### Dataset content

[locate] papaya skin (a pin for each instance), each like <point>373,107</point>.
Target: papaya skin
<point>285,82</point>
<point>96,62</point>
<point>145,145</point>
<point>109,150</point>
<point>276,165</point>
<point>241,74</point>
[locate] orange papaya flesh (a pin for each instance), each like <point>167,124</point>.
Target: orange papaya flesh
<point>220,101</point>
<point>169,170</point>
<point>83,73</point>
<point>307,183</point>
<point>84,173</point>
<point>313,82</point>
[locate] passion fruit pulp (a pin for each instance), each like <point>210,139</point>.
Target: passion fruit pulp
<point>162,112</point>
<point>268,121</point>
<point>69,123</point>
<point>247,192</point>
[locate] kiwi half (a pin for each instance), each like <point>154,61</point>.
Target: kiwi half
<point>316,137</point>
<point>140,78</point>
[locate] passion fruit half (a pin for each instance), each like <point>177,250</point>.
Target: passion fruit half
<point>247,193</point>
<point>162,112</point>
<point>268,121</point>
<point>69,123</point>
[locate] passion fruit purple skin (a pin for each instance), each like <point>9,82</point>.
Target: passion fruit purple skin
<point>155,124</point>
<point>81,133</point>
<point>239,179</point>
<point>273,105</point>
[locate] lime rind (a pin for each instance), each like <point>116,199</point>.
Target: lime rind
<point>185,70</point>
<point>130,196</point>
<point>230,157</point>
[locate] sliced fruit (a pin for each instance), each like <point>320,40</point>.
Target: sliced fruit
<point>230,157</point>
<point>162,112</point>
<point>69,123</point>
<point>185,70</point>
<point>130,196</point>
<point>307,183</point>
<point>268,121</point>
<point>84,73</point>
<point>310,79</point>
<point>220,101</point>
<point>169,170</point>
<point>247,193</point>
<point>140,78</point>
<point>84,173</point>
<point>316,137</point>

### Exercise description
Reproduce word for word the part of the data that begins with the line containing "[locate] kiwi half", including that line, and continues through the last line of the data.

### Response to the exercise
[locate] kiwi half (a pin for each instance), each like <point>154,61</point>.
Target: kiwi half
<point>316,137</point>
<point>140,78</point>
[locate] passion fruit half (a pin for each instance), each like <point>177,250</point>.
Target: passion fruit half
<point>247,193</point>
<point>162,112</point>
<point>268,121</point>
<point>69,123</point>
[locate] passion fruit purple skin (a pin for each instance), each like <point>9,82</point>.
Target: passion fruit purple skin
<point>155,124</point>
<point>81,133</point>
<point>239,179</point>
<point>273,105</point>
[locate] lime rind (a pin for each instance), each like <point>116,199</point>.
Target: lime rind
<point>185,70</point>
<point>130,196</point>
<point>230,157</point>
[locate] sliced fruit (a pin for each instance), each like <point>320,40</point>.
Target: sliced fruit
<point>230,157</point>
<point>162,112</point>
<point>69,123</point>
<point>185,70</point>
<point>130,196</point>
<point>307,183</point>
<point>268,121</point>
<point>84,73</point>
<point>310,79</point>
<point>220,101</point>
<point>169,170</point>
<point>247,193</point>
<point>140,78</point>
<point>84,173</point>
<point>316,137</point>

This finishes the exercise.